* **TASK DIRECTIONS**: Rewrite the listing below with "top-left corner" changed to "upper-left corner". Leave every other character unchanged.
----
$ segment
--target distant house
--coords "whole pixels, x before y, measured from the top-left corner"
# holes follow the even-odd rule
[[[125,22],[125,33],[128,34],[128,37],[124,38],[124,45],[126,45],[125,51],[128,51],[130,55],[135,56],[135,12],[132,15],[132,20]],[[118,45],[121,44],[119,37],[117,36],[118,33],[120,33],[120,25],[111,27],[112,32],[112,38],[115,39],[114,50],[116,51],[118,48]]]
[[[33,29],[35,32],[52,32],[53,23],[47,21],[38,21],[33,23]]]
----
* **FINAL RESULT**:
$ segment
--target distant house
--coords "whole pixels, x before y, measured from the upper-left corner"
# holes follow the even-odd rule
[[[125,22],[125,33],[128,34],[128,37],[124,38],[124,45],[126,45],[125,51],[128,51],[130,55],[135,56],[135,12],[132,15],[132,20]],[[118,45],[121,44],[119,37],[117,36],[118,33],[120,33],[120,25],[111,27],[112,32],[112,38],[115,39],[114,50],[116,51],[118,48]]]
[[[33,29],[35,32],[52,32],[53,23],[47,21],[38,21],[33,23]]]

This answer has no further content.